WHAT YOU SHOULD DO:
Substitute "object" for every "instance" in the material below and reproduce it with nothing else altered.

THE RECORDS:
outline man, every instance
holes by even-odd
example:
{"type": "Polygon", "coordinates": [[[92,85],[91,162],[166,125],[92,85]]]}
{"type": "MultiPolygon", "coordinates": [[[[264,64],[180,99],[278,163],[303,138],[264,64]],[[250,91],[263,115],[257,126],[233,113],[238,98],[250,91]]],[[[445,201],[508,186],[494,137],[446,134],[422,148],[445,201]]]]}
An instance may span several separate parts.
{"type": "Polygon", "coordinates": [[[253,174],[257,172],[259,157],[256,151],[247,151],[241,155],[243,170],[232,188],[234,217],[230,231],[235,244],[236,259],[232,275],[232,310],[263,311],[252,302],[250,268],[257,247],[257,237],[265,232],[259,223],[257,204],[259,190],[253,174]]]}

SOLUTION BELOW:
outline man, every object
holes by even-odd
example:
{"type": "Polygon", "coordinates": [[[92,85],[91,162],[166,125],[92,85]]]}
{"type": "MultiPolygon", "coordinates": [[[[264,64],[180,99],[278,163],[303,138],[264,64]],[[250,91],[263,115],[257,126],[233,113],[238,98],[250,91]]],[[[445,201],[508,186],[494,137],[446,134],[422,148],[445,201]]]]}
An object may span several separate parts.
{"type": "Polygon", "coordinates": [[[253,174],[257,172],[259,157],[256,151],[247,151],[241,155],[243,170],[232,188],[234,217],[230,231],[235,244],[236,259],[232,275],[232,310],[263,311],[252,302],[250,268],[257,247],[257,237],[265,232],[259,223],[257,204],[259,190],[253,174]]]}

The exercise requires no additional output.